Do People Really 'Hate' Stocks These Days?

Yesterday we came across an article at Bloomberg entitled „Stocks Least Loved Since ’80s on U.S. Wall of Worry“. Naturally that piqued our interest, as sentimentrader's 'dumb money/smart money' spread has blown out to a rarely seen 29% as of yesterday (the 'dumb money' is 67% confident of a rally, the 'smart money' 38% confident). This spread would suggest that stocks are anything but 'unloved'.

It certainly isn't the only indicator saying so, although there are admittedly a few 'holdouts' in the sentiment arena. For instance, Wall Street strategists on average recommend 'only' 60% exposure to stocks and a mighty 6% to cash (the remainder is allocated to bonds – gold still doesn't figure in the allocation models of the paper pushers). This cash allocation is almost twice the actual cash allocation currently held by mutual fund managers. So perhaps the strategists 'hate' stocks, but the mutual fund managers love them?

Mind, the strategist allocation to stocks has been as high as 72% in the past, right around the year 2000 top. That didn't work out too well. They tried again, with in interim high of a 66% allocation to stocks right at the 2007 top. By now their clients' funds may well be exhausted. Certainly it's clear that the number of yacht owners among Wall Street's clientele must have shrunk considerably if they listened to its advice.

Meanwhile, Mark Hulbert's Nasdaq sentiment index stands at 75% (meaning that stock market timers recommend a 75% exposure to high beta tech stocks). This is a rather unique expression of 'hate'.

Oh, and the 5 day average of 'high yield', this is to say, junk debt issuance, has just reached a new record high! That's right dear readers, a record high!




The 'unloved' SPX looks a tad overbought here. The much ballyhooed 'golden cross' is often a sell signal in primary bear markets – this is not always the case, but as a 'buy signal' its value is practically zero. Statistically, the market is about as likely to go up after a golden cross than at any other time! The same goes by the way for the 'January barometer' superstition. Its predictive value is a big fat zero – click chart for better resolution.

The request.
Reproduce the stock sentiment article word for word between "Meanwhile, Mark Hulbert's" and "for better resolution.", inclusive. The items have nothing to do with what follows here.

Records supplied.
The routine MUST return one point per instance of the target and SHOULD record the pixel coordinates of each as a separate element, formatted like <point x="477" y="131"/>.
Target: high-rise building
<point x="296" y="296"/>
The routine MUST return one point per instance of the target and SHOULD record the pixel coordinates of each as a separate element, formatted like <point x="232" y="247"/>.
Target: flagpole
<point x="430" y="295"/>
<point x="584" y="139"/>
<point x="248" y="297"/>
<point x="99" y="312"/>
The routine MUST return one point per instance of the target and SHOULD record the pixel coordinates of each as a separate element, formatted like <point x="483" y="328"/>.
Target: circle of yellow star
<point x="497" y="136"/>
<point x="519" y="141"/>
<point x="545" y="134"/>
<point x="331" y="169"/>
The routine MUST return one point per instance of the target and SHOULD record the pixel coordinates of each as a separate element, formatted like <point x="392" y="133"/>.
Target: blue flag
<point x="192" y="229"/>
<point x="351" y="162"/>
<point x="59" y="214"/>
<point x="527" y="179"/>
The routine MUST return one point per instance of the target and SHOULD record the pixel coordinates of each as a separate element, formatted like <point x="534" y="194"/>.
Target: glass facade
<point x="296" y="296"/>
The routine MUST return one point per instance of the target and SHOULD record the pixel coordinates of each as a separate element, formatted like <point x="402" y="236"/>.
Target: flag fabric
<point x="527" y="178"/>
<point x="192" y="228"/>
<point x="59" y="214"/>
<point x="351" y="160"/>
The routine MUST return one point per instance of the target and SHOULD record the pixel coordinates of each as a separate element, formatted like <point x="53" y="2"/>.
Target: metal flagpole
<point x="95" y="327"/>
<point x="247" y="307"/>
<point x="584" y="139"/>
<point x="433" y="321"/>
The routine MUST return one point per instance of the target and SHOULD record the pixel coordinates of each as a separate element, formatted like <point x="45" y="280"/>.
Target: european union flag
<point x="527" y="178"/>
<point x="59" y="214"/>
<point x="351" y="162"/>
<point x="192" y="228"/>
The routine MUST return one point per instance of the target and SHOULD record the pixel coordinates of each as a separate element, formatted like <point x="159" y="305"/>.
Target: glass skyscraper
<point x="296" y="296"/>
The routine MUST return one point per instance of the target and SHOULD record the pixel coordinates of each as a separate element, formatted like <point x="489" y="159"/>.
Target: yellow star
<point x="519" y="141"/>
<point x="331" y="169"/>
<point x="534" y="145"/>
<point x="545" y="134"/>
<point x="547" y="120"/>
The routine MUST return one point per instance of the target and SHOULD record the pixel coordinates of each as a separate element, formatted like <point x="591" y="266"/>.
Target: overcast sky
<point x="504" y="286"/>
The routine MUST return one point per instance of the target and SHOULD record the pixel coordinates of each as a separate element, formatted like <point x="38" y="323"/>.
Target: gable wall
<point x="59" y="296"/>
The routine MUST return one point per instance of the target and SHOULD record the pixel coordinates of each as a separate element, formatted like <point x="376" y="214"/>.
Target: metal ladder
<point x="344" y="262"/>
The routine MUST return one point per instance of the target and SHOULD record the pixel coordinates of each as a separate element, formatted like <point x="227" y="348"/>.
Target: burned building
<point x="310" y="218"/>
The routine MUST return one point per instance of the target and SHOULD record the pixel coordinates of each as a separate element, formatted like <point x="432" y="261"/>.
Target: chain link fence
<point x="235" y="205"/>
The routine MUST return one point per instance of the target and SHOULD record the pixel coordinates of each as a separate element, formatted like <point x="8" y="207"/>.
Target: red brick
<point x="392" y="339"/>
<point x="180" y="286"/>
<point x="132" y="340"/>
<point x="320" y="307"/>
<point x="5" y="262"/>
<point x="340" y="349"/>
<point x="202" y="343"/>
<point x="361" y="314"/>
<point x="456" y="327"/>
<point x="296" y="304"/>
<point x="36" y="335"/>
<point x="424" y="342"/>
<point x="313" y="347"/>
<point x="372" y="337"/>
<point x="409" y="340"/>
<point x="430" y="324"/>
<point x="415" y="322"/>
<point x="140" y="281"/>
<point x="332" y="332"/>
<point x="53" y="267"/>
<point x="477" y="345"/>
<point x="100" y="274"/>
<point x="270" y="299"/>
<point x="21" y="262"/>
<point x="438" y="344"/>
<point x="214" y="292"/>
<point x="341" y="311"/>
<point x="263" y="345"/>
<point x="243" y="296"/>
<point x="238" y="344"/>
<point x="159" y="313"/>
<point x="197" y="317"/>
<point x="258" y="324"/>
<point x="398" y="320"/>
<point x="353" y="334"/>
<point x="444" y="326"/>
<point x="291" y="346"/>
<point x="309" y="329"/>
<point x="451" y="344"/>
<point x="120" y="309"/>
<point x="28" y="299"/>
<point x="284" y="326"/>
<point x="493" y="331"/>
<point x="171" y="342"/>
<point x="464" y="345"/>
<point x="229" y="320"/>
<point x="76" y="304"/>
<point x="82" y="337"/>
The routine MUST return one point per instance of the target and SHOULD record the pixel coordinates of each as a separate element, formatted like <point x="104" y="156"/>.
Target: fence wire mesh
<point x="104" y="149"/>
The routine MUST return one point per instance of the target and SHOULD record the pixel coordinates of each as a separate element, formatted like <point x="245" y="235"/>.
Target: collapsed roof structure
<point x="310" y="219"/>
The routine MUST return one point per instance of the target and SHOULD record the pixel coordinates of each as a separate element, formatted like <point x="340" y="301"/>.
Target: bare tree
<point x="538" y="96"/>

Worked solution.
Meanwhile, Mark Hulbert's Nasdaq sentiment index stands at 75% (meaning that stock market timers recommend a 75% exposure to high beta tech stocks). This is a rather unique expression of 'hate'.

Oh, and the 5 day average of 'high yield', this is to say, junk debt issuance, has just reached a new record high! That's right dear readers, a record high!




The 'unloved' SPX looks a tad overbought here. The much ballyhooed 'golden cross' is often a sell signal in primary bear markets – this is not always the case, but as a 'buy signal' its value is practically zero. Statistically, the market is about as likely to go up after a golden cross than at any other time! The same goes by the way for the 'January barometer' superstition. Its predictive value is a big fat zero – click chart for better resolution.